Point annotation dataset entries
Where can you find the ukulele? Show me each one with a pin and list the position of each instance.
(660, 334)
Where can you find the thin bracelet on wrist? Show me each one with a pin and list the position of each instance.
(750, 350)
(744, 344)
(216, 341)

Short exercise: Rewrite as a numbered list everything from the line containing "Where can you find the thin" down to the end of the entries, including both of those ends and omitting any blank lines.

Exercise answer:
1. Where can you find the thin bracelet on wrist? Show me each one with a pin and list the position of each instance.
2. (750, 350)
3. (744, 344)
4. (216, 341)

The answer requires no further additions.